▶ PROVIDED ENTRIES
=-=-=

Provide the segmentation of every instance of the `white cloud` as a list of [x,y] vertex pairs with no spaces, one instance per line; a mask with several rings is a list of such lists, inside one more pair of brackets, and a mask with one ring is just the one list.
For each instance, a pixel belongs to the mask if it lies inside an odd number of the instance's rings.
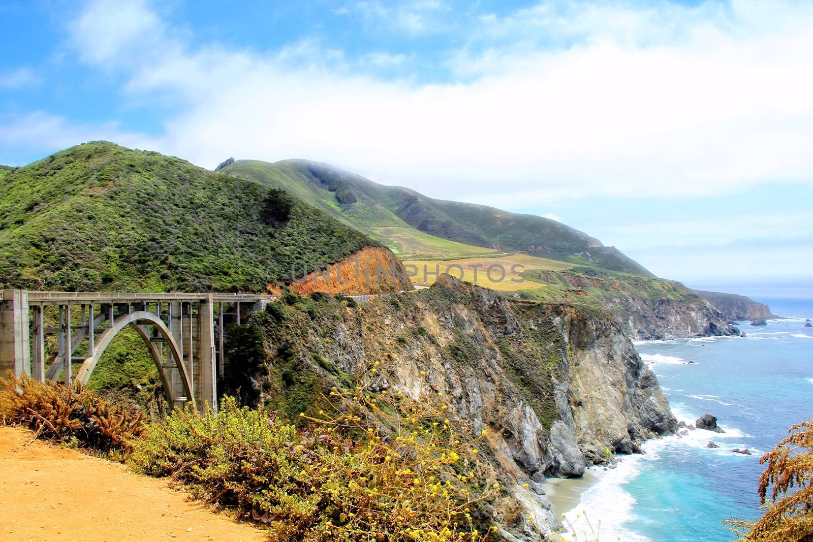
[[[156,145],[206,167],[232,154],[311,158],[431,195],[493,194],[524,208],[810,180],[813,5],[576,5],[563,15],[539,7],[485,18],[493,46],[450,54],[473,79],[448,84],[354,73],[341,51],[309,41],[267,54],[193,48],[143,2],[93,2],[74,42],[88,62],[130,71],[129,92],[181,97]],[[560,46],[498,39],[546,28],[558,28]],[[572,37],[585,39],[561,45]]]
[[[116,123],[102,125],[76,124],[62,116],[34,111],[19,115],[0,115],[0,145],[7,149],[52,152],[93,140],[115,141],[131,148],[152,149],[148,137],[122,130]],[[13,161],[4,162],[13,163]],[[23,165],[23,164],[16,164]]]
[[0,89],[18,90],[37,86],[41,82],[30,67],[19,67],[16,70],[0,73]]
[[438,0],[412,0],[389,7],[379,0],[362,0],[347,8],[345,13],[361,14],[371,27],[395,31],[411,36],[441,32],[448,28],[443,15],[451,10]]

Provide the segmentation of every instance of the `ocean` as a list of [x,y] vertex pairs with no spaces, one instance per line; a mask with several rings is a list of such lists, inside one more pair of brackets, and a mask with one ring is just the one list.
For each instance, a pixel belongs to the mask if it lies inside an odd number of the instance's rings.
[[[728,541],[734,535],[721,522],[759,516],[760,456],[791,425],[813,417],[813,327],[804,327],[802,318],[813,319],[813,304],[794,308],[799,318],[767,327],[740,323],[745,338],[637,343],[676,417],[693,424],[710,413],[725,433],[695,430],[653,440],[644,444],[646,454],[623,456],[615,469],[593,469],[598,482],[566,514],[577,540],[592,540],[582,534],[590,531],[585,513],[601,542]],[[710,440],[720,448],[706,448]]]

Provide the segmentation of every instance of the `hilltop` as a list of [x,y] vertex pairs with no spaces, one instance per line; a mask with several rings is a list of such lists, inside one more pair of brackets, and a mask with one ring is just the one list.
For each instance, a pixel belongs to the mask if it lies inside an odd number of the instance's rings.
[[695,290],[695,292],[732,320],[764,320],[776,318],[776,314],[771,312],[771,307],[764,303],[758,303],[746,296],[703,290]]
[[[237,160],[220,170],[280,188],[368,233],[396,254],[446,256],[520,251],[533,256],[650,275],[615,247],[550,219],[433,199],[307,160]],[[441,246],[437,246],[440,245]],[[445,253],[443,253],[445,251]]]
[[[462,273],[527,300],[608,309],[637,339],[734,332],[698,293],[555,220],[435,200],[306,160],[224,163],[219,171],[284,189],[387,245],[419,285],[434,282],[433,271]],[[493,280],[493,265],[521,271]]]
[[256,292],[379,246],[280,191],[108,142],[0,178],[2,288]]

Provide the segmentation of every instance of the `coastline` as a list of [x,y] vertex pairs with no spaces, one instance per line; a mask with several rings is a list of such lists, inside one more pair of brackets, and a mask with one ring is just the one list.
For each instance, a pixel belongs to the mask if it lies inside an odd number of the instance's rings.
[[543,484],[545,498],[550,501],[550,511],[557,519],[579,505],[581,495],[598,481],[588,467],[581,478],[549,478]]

=-=-=

▶ WHAT NEEDS TO BE DONE
List every line of the entries above that contains the string "with", matching case exactly.

▶ RESPONSE TO THIS TASK
Provide the segmentation of every instance of the `white cloud` as a list of [x,y] vertex pairs with no spaces, one instance per line; a mask with several rings is a list of such lists, inside one more pair of brackets, and a mask with one ring is just the one list.
Provide the segmentation of every instance of the `ocean` as a list of [x,y] vertex pairs with no spaces, one instance per line; a mask with several rings is a list of such lists, inside one more pair of brackets, and a mask with one ring is just the one list.
Provide the segmentation of every instance of the `hilltop` as a list of [x,y] vertex pairs with no spaces, one instance per line; a mask with several rings is a list of such lists, inside one more pair of brackets, and a mask with one ring is just the one list.
Provide the segmentation of every instance of the `coastline` as a list of [x,y] vertex pairs with no spaces, one instance per line; a mask with several rings is a list of such lists, inside one more pair of brackets, and a mask with one ring is just the one list.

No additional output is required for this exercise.